▶ [AIM 1]: Reproduce the softmax thread between "Closed SpaceCowboy850 closed" and "error [...] .", inclusive.
▶ [AIM 2]: In the softmax thread, shorten the paragraph that begins "@jzhang38 Are you are going to fix softmax" while keeping its main facts.
▶ [AIM 3]: Write what comes next in the softmax thread, picking up after its final line.

▶ [SUPPLIED TEXT]:
========================================================================

Closed SpaceCowboy850 closed 6 months ago
@jzhang38 Are you are going to fix softmax for your next run ? ( https://www.evanmiller.org/attention-is-off-by-one.html )
[...] traced the existence of these outlier values to the attention mechanism’s softmax function, [...] finding the off-by-one error [...] .
and corresponding https://github.com/softmax1/Flash-Attention-Softmax-N
edit: more on the topic https://datasciencecastnet.home.blog/2023/08/04/exploring-softmax1-or-community-research-for-the-win/ https://wandb.ai/capecape/llamac/reports/Training-Tiny-Llamas-for-fun-and-science--Vmlldzo1MDM2MDg0
@jzhang38 I heard those tricks make training faster
Make your vocab size as a multiple of 64 (Andrej Karpathy says so!)

========================================================================

Location identification entries:
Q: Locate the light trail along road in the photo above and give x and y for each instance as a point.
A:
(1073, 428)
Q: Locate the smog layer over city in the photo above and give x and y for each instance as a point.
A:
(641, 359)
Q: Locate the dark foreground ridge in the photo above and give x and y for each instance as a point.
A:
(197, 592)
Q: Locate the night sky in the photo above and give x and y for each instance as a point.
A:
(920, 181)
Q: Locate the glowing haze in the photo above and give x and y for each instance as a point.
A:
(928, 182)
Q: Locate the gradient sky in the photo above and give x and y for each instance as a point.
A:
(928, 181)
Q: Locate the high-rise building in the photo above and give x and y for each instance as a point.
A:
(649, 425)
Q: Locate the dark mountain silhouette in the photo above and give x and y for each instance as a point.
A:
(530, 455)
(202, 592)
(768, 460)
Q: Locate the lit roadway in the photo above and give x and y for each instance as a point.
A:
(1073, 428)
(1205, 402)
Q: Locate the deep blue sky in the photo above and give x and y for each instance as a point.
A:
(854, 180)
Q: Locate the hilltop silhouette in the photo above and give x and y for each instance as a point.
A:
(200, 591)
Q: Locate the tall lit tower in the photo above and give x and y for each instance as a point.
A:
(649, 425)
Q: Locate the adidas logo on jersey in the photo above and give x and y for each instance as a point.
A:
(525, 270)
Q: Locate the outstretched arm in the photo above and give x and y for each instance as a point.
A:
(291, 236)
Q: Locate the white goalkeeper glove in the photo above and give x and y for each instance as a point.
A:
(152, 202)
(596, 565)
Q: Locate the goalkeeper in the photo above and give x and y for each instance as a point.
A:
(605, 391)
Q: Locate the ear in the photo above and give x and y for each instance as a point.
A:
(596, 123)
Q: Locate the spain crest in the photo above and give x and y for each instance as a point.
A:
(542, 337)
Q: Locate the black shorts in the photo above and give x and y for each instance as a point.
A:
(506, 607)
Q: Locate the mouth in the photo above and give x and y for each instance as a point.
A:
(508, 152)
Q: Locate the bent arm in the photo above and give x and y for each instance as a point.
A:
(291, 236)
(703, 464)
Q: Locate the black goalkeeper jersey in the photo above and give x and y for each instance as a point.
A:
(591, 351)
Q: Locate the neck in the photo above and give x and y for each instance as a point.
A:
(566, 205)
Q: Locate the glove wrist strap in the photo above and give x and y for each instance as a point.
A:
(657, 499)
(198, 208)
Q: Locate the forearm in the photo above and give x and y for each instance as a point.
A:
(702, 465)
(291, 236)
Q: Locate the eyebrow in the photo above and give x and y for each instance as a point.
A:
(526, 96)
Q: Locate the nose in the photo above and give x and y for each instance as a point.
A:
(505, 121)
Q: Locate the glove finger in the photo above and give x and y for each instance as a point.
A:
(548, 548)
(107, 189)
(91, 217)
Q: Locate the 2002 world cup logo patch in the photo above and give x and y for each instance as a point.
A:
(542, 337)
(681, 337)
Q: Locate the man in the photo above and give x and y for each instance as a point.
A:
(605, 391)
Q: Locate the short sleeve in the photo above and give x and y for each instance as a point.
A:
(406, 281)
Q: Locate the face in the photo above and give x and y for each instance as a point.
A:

========================================================================

▶ [WRITTEN ANSWER 1]:
Closed SpaceCowboy850 closed 6 months ago
@jzhang38 Are you are going to fix softmax for your next run ? ( https://www.evanmiller.org/attention-is-off-by-one.html )
[...] traced the existence of these outlier values to the attention mechanism’s softmax function, [...] finding the off-by-one error [...] .

▶ [WRITTEN ANSWER 2]: @jzhang38 is asked whether softmax will be fixed for the next run (see https://www.evanmiller.org/attention-is-off-by-one.html).

▶ [WRITTEN ANSWER 3]:
Multipack Sampler
The Multipack sampler is designed for padding-free distributed training of large language models
@Green-Sky Yeah thanks for the info and I also read that blog! My concern over this change is: 1. This is still not a widely adopted practice. 2. It will make TinyLlama incompatible with Llama and thus hard to apply TinyLlama on many other frameworks.
@jzhang38
- It will make TinyLlama incompatible with Llama and thus hard to apply TinyLlama on many other frameworks.
This really depends on how its done. You could alternatively prefix/postfix a frozen 0, which could be written to file (slightly wasteful and needs to be optimized in code).
- This is still not a widely adopted practice.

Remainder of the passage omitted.